AIM OF THE EXERCISE:
An exact copy of all entries is required.

== SUPPLIED RECORDS ==

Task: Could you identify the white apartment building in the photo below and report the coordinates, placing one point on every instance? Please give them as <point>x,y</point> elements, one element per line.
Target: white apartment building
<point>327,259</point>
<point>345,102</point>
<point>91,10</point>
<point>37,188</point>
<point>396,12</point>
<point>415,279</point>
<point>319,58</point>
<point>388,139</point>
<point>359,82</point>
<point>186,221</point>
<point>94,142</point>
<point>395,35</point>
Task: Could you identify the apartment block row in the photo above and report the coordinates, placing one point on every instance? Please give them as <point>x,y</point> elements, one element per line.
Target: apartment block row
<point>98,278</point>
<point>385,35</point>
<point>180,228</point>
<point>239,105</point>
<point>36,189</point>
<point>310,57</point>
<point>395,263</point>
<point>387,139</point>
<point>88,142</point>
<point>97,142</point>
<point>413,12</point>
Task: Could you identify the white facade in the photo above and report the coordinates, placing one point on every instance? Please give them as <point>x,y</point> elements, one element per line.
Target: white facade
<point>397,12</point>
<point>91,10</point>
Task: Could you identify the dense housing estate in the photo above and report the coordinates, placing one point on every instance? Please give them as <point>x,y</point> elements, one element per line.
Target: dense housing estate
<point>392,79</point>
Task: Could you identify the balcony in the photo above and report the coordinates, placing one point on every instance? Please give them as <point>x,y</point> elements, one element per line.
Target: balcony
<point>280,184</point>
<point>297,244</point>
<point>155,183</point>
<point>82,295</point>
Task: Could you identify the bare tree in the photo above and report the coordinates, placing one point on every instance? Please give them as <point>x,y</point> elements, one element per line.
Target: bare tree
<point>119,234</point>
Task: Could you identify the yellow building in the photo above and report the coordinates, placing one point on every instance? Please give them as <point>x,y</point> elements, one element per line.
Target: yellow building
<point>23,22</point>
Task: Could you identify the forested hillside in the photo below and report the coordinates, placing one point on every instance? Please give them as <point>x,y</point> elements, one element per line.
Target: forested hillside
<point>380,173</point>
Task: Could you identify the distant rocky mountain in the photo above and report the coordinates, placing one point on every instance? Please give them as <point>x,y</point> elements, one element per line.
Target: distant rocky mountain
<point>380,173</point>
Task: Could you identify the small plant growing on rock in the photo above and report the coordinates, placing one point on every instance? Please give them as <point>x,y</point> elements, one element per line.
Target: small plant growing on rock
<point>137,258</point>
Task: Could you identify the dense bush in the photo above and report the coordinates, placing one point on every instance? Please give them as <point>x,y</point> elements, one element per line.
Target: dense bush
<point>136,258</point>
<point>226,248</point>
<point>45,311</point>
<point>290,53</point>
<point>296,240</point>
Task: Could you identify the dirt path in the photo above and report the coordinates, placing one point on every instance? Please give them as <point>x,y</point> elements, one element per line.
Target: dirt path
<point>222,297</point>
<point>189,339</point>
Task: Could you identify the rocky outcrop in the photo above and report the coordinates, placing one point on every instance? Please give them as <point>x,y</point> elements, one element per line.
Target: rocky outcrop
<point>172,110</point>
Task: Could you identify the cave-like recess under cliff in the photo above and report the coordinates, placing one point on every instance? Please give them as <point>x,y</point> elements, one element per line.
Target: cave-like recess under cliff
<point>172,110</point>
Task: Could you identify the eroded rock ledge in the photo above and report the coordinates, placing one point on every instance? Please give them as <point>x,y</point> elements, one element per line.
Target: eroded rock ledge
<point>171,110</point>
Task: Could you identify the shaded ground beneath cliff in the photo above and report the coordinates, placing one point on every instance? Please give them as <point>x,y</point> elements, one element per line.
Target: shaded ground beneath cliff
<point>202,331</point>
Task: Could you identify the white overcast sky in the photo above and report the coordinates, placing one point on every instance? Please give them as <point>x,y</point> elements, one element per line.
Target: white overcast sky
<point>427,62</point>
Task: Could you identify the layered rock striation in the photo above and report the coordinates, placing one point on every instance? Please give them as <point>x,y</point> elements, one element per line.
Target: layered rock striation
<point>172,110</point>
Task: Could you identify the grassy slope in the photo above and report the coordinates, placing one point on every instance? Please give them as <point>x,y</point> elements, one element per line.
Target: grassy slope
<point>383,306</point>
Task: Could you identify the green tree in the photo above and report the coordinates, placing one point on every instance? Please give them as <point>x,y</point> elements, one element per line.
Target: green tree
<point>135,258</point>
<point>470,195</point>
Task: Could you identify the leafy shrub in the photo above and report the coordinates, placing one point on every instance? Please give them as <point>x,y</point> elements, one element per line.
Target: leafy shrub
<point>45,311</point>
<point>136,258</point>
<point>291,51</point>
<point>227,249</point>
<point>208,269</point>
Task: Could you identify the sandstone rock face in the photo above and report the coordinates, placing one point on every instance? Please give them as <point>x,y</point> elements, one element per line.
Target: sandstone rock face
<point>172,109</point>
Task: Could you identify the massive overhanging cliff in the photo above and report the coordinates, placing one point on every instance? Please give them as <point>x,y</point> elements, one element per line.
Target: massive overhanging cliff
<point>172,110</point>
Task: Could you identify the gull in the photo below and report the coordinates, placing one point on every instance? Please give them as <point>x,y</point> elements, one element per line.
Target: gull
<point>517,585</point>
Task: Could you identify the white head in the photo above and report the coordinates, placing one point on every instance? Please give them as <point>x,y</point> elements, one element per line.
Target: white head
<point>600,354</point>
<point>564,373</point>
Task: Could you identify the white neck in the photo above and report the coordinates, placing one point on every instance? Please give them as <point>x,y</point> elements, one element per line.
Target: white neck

===

ANSWER AREA:
Task: Could you identify the white apartment building in the photo below and report the coordinates, placing one point on every instance? Please give them as <point>x,y</point> elements, one element per line.
Target: white apartment building
<point>327,259</point>
<point>345,102</point>
<point>91,10</point>
<point>37,188</point>
<point>396,12</point>
<point>415,279</point>
<point>319,58</point>
<point>388,139</point>
<point>359,82</point>
<point>186,221</point>
<point>94,142</point>
<point>395,35</point>
Task: Could you identify the apartment block row in the photo above and report the coordinates, placing one point on every instance? Please give them as <point>x,y</point> elements, one element per line.
Target: apartment block row
<point>98,278</point>
<point>385,35</point>
<point>180,228</point>
<point>239,105</point>
<point>36,189</point>
<point>310,57</point>
<point>395,263</point>
<point>387,139</point>
<point>88,142</point>
<point>97,142</point>
<point>413,12</point>
Task: Could you identify the white facade in the photo above and report the coordinates, placing one point on every instance? Please give them as <point>x,y</point> elements, one element per line.
Target: white facade
<point>397,12</point>
<point>91,10</point>
Task: Could you identify the dense housing estate in the photo above and report the coordinates, placing one point on every instance? Please give them as <point>x,y</point> elements, one element per line.
Target: dense housing estate
<point>392,79</point>
Task: Could you identify the balcony in the photo above and report the coordinates, placing one point on every instance? Please give them as <point>x,y</point> elements, one element per line.
Target: balcony
<point>280,184</point>
<point>297,244</point>
<point>155,183</point>
<point>82,295</point>
Task: Could you identify the bare tree in the photo above and report the coordinates, placing one point on every instance? Please give them as <point>x,y</point> elements, one element per line.
Target: bare tree
<point>119,234</point>
Task: Could you identify the yellow building in the photo above and report the coordinates, placing one point on every instance? Please give them as <point>x,y</point> elements, one element per line.
Target: yellow building
<point>23,22</point>
Task: Could you identify the forested hillside in the photo below and report the coordinates, placing one point on every instance? Please give them as <point>x,y</point> elements, one element per line.
Target: forested hillside
<point>380,173</point>
Task: Could you identify the distant rocky mountain in the photo above and report the coordinates, placing one point on every instance? Please give them as <point>x,y</point> elements, one element per line.
Target: distant rocky mountain
<point>380,173</point>
Task: Could you identify the small plant growing on rock in the photo above and report the coordinates, placing one point on every instance? Please give them as <point>x,y</point> elements, one element per line.
Target: small plant growing on rock
<point>137,258</point>
Task: Could you identify the dense bush in the photo above and report the coordinates, placing one point on every instance? Please give them as <point>x,y</point> elements, one element per line.
Target: dense bush
<point>136,258</point>
<point>226,248</point>
<point>45,311</point>
<point>290,53</point>
<point>296,240</point>
Task: Could you identify the dirt path in the photo above and report the coordinates, placing one point on every instance? Please give them as <point>x,y</point> elements, one element per line.
Target: dirt path
<point>222,297</point>
<point>189,339</point>
Task: Could you identify the rocky outcrop in the photo above and report the coordinates, placing one point on every instance? Please give them as <point>x,y</point> elements, one element per line.
Target: rocky outcrop
<point>172,110</point>
Task: Could you identify the cave-like recess under cliff in the photo above and report the coordinates, placing one point on every instance? Please give them as <point>x,y</point> elements, one element per line.
Target: cave-like recess under cliff
<point>172,110</point>
Task: Could you identify the eroded rock ledge in the photo above and report the coordinates, placing one point on every instance? Please give them as <point>x,y</point> elements, one element per line.
Target: eroded rock ledge
<point>171,110</point>
Task: Could you identify the shaded ground beneath cliff in the photo above and report the coordinates, placing one point on every instance? Please give them as <point>x,y</point> elements, one element per line.
Target: shaded ground beneath cliff
<point>202,331</point>
Task: Could you identify the white overcast sky in the photo above and report the coordinates, placing one point on every instance? Please give them as <point>x,y</point> elements, one element per line.
Target: white overcast sky
<point>427,62</point>
Task: Could you identify the layered rock striation in the photo above and report the coordinates, placing one point on every instance? Please give them as <point>x,y</point> elements, one element per line.
Target: layered rock striation
<point>172,110</point>
Task: Could you identify the grassy slope in the photo above and report the coordinates, placing one point on every instance? Please give them as <point>x,y</point> elements, one element per line.
Target: grassy slope
<point>383,306</point>
Task: Could you identify the green tree in the photo above and report the coordinates, placing one point on every instance? Please give them as <point>x,y</point> elements, one element per line.
Target: green tree
<point>135,258</point>
<point>470,195</point>
Task: Could you identify the leafy shrub in the photo above and report the coordinates, placing one point on every instance? Please give them as <point>x,y</point> elements, one element per line.
Target: leafy shrub
<point>45,311</point>
<point>136,258</point>
<point>291,51</point>
<point>227,249</point>
<point>208,269</point>
Task: Could you identify the sandstone rock face in the photo above and report the coordinates, placing one point on every instance? Please give them as <point>x,y</point> elements, one element per line.
Target: sandstone rock face
<point>172,109</point>
Task: Could you identify the massive overhanging cliff in the photo above and report the coordinates, placing one point on every instance? Please give them as <point>x,y</point> elements, one element per line.
Target: massive overhanging cliff
<point>172,110</point>
Task: Could you identify the gull in the photo below and report the coordinates, placing one point on every instance? Please give them as <point>x,y</point> elements, one element per line.
Target: gull
<point>517,585</point>
Task: Could you identify the white head in the photo above and report the coordinates, placing one point on every instance? Please give them as <point>x,y</point> elements, one element per line.
Target: white head
<point>600,354</point>
<point>564,373</point>
Task: Could you identify the white neck in the photo above and report the coordinates, placing one point on every instance? Please give them as <point>x,y</point> elements, one element per line.
Target: white neck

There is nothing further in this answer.